# Short exercise
In the paper on verifying a model of the Tanana River Test Site, what instrument collected the field data at the proposed Current Energy Converter locations?

# Document
------------------------

Tanana River Test Site Model Verification Using the Marine and Hydrokinetic Toolkit (MHKiT)

Abstract

The marine energy (ME) industry historically lacked a standardized data processing toolkit for common tasks such as data ingestion, quality control, and visualization. The marine and hydrokinetic toolkit (MHKiT) solved this issue by providing a public software deployment (open-source and free) toolkit for the ME industry to store and maintain commonly used functionality for wave, tidal, and river energy. This paper demonstrates an initial model verification study in MHKiT. Using Delft3D, a numerical model of the Tanana River Test Site (TRTS) at Nenana, Alaska was created. Field data from the site was collected using an Acoustic Doppler Current Profiler (ADCP) at the proposed Current Energy Converter (CEC) locations. MHKiT is used to process model simulations from Delft3D and compare them to the transect data from the ADCP measurements at TRTS. The ability to use a single tool to process simulation and field data demonstrates the ease at which the ME industry can obtain results and collaborate across specialties, reducing errors and increasing efficiency.

1. Introduction

The growing field of marine energy (ME) has numerous archetypes of marine renewable energy devices (MREDs) currently in development, deployment, and testing worldwide across river, tidal, and wave environments. Due to the wide variety of MREDs and resource types, standardization of data processing and analysis techniques has been an ongoing challenge. Each device has unique data collection needs, leading to a variety of data collection strategies. As a result, a variety of data analysis methodologies and independent codebases have arisen. Typically, researchers and device developers create their own data processing software [1,2], which leads to greater time spent on data wrangling and analysis as well as inconsistent results and reporting across the industry. Standards bodies, such as the International Electrotechnical Commission (IEC), have worked to standardize data analysis methodologies relevant to marine energy research and development through the IEC Technical Specification (TS) 62600—“Marine Energy—Wave, tidal, and other water current converters” [3]. This has been an important step towards consistent data analysis, but individuals have still been responsible for interpreting these technical specifications and developing analysis tools.

To tackle this challenge and provide a unified data analysis code base for ME, the United States Department of Energy (DOE) Water Power Technologies Office funded an initiative to develop standards-compliant, open-source ME software, resulting in the Marine and Hydrokinetic ToolKit (MHKiT). In early 2020, the first version of MHKiT was released and featured code based on the IEC technical specifications. This release established a free, open-source for the ME industry to utilize and further develop for areas of interest such as power performance, mechanical loads, and resource characterization for wave, tidal, and river applications [4].

------------------------

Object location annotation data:
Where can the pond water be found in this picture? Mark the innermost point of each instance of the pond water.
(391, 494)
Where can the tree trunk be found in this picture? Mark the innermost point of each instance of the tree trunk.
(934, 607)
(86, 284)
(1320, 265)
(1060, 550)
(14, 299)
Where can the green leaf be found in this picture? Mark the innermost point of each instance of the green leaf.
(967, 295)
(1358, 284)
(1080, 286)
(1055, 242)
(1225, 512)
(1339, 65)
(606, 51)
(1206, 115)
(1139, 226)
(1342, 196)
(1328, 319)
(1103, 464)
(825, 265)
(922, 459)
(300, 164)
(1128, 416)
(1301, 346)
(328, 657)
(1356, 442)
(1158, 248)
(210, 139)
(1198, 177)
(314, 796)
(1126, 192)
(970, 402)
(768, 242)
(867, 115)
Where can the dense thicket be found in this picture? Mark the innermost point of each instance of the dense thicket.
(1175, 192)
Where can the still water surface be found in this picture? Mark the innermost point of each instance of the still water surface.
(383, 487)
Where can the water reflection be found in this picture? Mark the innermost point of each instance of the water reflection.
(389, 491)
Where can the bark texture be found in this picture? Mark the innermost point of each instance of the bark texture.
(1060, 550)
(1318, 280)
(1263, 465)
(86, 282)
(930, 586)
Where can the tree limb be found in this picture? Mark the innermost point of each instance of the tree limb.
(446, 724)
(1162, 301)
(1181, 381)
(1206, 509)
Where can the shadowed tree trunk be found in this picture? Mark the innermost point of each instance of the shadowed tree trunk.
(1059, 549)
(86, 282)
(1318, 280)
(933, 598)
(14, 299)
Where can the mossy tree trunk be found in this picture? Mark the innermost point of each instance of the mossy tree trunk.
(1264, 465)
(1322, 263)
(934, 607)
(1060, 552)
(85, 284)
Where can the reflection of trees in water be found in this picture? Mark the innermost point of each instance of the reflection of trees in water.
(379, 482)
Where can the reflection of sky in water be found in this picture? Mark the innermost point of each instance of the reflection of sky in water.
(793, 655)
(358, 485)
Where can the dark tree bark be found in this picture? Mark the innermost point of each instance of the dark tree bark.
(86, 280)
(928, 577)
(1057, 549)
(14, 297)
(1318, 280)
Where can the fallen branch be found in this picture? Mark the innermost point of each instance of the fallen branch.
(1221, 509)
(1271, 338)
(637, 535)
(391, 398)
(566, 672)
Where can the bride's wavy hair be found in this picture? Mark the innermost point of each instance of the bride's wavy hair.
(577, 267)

------------------------

# Output of the exercise
An Acoustic Doppler Current Profiler (ADCP).